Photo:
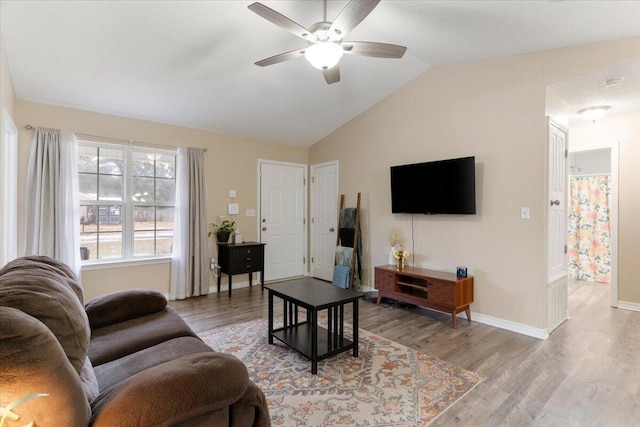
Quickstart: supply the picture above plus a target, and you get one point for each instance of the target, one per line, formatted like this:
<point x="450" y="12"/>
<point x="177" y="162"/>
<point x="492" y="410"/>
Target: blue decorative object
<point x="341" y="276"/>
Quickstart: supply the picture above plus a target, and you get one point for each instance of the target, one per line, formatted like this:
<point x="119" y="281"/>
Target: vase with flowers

> _YOUR TASK_:
Drop the pictures and reproduce the rest of the data exactly.

> _EXERCISE ANSWER_:
Photo:
Quickstart: supply the picture above plus a target, and you get one point for each instance of the target, one per line, formatted like this:
<point x="450" y="12"/>
<point x="177" y="162"/>
<point x="492" y="410"/>
Target: blue decorative object
<point x="341" y="276"/>
Quickstart: supply the picture above plus a target, and you get one point for each instance of the target, one per line, formatted like this:
<point x="119" y="281"/>
Target: vase with flowers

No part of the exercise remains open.